Document text
══════

Vantage Point

Vol. 26 No. 3

David Hodas is the issue editor for the Winter 2012 issue of Natural Resources & Environment.

We live in an enormously complex country that is part of an even more complex world that operates through interconnected natural, economic, energy, and social systems. Because “the world is more messy, more crowded, more interconnected, more interdependent, and more rapidly changing than ever before, the more ways of seeing the better. The systems thinking lens allows us to reclaim our intuition about whole systems . . .” Donella H Meadows, Thinking in Systems: A Primer 6 (2008).

To be sustainable, our laws must be congruent to the economic, environmental, and social systems that define our world. However, our laws have not kept pace with our growing economy, population, and technological innovation. Adjusted for inflation our economy has more than tripled since 1970. In 2010, U.S. GDP was about $14.5 trillion in an intertwined global economy of $74.5 trillion. As we enter 2012, world population continues its exponential expansion: from 1 billion in 1820, 2 billion in 1930, 3 billion in 1960, 4 billion in 1974, 5 billion in 1987, 6 billion in 1999, to about 7 billion in 2011. U.S. Central Intelligence Agency, The World Factbook (Dec. 1, 2011).

Our “modern” environmental laws, such as the Clean Air Act and the Clean Water Act, are now 40 years old. These environmental laws were designed to address specific environmental problems in discrete ways. The Clean Water Act treats water pollution, other than oil, but the Safe Drinking Water Act addresses drinking water. The Oil Pollution Act is a separate entity. Air pollution is addressed by the Clean Air Act, and hazardous materials by a variety of laws independent of one another, and each with its own definition of what is hazardous. Each environmental law operates in its own silo; each has different definitions and lists of regulated pollutants, and focus on different media—water, air, soil, food, pesticides, etc. None consider ecosystems as a whole. The National Environmental Policy Act had system thinking aspirations, but now only requires relatively meaningless procedural incantations about the specific effects of specific projects. The Endangered Species Act is sometimes used, controversially, as a proxy for ecosystem concerns. But it was not designed to carry the burden of managing complex systems.

══════

Please answer these questions from the Vantage Point column, one answer per line:
1. Who is the issue editor for the Winter 2012 issue?
2. What was U.S. GDP in 2010?
3. How old are the Clean Air Act and the Clean Water Act?
You can ignore the entries after this text.

══════

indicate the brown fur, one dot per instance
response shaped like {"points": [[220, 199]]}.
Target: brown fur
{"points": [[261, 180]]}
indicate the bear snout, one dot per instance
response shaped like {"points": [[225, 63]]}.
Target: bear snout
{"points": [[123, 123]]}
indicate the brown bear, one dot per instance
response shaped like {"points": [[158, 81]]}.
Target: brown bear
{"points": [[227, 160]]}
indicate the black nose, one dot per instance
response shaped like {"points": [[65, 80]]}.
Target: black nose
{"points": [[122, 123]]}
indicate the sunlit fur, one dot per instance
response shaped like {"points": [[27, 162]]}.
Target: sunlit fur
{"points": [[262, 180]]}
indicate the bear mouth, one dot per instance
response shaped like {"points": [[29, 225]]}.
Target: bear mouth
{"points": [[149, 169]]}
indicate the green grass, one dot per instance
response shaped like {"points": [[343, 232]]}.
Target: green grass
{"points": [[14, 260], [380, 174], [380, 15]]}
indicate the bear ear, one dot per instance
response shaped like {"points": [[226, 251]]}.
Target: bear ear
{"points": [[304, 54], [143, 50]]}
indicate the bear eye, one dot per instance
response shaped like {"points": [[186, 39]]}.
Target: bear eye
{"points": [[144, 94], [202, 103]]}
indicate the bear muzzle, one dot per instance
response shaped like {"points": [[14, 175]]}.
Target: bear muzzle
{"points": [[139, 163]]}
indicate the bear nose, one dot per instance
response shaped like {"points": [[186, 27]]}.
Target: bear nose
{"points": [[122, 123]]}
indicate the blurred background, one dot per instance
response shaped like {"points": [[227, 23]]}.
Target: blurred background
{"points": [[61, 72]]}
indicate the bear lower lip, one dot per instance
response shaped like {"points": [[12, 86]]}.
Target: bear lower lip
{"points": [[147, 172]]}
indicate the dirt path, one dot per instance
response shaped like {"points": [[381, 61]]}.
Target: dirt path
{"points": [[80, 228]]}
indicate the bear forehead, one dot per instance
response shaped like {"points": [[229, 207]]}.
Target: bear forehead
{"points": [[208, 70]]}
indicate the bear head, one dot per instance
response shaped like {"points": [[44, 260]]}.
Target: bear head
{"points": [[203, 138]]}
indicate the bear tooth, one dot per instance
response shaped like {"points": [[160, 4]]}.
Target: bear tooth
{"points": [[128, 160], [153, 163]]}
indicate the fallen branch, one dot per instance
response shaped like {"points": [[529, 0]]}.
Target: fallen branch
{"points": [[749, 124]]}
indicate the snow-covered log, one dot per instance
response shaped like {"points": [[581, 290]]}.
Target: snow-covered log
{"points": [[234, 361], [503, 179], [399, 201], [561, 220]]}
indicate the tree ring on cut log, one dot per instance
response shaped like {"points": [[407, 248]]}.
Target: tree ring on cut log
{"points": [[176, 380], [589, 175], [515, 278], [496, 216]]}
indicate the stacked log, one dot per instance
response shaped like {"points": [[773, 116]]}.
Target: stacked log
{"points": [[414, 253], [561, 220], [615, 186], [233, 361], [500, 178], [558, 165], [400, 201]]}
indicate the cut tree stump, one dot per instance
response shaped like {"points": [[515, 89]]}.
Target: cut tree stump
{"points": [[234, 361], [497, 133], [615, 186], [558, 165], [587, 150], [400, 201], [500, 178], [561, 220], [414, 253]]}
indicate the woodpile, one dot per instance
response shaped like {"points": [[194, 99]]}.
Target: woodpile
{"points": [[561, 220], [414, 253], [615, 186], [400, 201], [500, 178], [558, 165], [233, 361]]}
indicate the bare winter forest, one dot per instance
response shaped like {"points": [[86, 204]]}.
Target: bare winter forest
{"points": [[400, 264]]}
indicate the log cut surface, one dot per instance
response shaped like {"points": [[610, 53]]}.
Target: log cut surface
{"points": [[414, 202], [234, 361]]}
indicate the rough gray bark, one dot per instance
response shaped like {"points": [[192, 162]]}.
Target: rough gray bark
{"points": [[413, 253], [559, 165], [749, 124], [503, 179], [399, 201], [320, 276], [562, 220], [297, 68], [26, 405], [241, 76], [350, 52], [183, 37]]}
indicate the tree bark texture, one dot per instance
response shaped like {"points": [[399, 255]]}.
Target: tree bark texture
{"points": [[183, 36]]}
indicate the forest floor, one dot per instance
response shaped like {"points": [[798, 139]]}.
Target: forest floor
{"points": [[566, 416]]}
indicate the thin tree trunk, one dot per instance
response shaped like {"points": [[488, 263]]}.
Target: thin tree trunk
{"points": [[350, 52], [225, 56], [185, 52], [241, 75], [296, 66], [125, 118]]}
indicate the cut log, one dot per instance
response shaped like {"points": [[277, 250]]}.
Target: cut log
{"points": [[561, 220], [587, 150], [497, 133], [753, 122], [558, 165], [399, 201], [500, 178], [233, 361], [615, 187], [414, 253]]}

══════

Answer space
1. David Hodas
2. About $14.5 trillion
3. 40 years old